-- Record excerpts follows --

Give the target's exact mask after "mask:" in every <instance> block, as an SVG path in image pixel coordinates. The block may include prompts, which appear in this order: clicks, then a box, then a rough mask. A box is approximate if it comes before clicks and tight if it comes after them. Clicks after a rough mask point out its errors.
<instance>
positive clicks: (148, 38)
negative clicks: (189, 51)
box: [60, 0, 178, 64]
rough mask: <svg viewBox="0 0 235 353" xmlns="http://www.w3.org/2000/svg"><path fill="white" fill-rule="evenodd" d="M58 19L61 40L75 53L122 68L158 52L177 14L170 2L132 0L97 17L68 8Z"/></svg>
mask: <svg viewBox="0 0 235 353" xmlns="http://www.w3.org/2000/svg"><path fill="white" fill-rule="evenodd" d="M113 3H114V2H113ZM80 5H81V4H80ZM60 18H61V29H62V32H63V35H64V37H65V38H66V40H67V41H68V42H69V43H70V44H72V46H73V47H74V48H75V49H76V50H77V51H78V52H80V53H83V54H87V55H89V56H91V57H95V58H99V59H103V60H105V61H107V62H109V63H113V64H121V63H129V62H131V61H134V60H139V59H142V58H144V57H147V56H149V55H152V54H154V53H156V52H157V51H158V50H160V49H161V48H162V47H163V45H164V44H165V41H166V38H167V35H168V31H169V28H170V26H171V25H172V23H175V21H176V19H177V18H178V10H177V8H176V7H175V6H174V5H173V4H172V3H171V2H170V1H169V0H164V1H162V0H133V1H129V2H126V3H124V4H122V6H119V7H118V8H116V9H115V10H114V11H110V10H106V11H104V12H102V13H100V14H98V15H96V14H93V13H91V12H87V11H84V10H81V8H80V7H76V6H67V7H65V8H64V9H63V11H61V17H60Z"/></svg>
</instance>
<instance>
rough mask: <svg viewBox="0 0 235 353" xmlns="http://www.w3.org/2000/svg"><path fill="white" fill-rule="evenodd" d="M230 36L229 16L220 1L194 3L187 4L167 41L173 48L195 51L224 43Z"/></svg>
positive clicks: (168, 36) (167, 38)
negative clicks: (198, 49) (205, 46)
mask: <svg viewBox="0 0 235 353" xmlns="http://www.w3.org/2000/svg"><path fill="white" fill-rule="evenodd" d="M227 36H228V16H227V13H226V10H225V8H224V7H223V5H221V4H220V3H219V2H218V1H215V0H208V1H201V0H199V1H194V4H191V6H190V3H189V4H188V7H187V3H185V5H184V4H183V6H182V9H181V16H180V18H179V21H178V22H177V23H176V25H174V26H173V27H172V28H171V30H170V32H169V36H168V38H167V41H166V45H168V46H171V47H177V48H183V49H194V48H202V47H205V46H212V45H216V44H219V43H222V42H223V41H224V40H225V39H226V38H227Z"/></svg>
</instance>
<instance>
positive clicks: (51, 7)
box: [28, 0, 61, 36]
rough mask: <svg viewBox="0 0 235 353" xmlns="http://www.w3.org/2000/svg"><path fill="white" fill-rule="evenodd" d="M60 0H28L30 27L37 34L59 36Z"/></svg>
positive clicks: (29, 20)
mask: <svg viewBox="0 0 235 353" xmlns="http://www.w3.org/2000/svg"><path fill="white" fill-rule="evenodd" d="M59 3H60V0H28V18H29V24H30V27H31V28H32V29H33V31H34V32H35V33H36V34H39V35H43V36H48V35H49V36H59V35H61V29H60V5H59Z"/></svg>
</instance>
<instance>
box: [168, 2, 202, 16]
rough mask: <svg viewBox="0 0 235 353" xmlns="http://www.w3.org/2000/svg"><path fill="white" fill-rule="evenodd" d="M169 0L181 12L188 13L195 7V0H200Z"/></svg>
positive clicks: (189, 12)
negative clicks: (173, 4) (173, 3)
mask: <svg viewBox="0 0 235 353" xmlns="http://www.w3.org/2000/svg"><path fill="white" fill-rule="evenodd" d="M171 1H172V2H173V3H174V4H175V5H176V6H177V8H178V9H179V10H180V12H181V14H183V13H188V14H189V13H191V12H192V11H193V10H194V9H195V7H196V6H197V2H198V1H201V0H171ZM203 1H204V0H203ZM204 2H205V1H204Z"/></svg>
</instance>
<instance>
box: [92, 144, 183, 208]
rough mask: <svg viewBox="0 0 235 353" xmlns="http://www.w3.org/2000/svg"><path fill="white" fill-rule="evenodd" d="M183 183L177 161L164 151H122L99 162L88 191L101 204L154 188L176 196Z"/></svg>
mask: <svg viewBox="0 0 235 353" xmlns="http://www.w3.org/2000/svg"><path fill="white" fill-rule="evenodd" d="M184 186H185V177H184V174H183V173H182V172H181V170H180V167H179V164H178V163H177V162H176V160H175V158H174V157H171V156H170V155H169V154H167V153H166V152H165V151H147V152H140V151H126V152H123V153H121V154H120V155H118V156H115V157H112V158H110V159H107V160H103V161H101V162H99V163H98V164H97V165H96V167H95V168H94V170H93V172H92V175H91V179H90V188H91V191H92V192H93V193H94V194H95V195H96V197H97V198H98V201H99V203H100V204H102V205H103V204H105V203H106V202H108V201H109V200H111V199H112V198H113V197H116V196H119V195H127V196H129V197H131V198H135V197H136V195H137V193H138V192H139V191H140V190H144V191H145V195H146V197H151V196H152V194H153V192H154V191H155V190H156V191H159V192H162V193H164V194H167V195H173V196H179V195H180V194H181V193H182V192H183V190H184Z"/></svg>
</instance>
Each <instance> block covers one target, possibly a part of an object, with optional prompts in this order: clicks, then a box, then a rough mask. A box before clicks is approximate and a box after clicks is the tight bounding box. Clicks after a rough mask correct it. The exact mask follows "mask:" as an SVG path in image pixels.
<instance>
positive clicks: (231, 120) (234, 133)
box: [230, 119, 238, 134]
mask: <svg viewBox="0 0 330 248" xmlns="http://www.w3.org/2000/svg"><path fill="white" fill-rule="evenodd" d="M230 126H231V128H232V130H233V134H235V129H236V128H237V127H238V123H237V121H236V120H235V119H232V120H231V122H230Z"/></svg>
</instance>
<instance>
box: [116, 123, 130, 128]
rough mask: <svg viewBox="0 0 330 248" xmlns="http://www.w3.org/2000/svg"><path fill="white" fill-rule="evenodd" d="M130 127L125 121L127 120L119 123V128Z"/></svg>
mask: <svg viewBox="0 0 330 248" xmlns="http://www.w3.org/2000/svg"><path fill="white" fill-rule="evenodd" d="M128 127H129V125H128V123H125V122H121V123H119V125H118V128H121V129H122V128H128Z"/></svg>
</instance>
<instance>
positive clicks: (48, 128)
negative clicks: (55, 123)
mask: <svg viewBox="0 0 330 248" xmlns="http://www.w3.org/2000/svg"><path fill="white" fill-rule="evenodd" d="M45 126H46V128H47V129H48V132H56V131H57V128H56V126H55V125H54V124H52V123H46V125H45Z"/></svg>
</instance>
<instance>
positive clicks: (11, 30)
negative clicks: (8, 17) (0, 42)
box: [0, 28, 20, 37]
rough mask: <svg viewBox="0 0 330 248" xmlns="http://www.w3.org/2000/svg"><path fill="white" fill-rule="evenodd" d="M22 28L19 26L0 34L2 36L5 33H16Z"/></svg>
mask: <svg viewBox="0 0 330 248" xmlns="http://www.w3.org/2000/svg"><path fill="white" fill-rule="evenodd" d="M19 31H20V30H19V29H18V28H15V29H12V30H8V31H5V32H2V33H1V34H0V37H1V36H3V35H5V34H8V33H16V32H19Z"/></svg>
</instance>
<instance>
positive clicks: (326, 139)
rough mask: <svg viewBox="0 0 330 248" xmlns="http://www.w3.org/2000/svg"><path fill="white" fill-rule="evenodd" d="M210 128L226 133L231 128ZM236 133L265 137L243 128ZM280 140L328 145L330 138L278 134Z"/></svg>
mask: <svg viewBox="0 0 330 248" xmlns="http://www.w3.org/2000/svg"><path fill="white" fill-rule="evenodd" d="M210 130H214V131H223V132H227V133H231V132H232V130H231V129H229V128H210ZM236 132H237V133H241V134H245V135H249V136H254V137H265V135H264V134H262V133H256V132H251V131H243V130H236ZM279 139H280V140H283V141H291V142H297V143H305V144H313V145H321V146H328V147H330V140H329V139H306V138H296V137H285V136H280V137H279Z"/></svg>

-- Record excerpts concluded --

Problem requirements: Rewrite the part that opens with the first row and closes with the line containing "box: [60, 0, 178, 64]", putting "coarse mask" in place of "rough mask" and leaving everything else as it is.

Reply to the exercise:
Give the target's exact mask after "mask:" in every <instance> block, as an SVG path in image pixel coordinates. The block may include prompts, which appear in this order: clicks, then a box, then a coarse mask. A box is approximate if it comes before clicks and tight if it comes after them. Clicks after a coarse mask point out its errors.
<instance>
positive clicks: (148, 38)
negative clicks: (189, 51)
box: [60, 0, 178, 64]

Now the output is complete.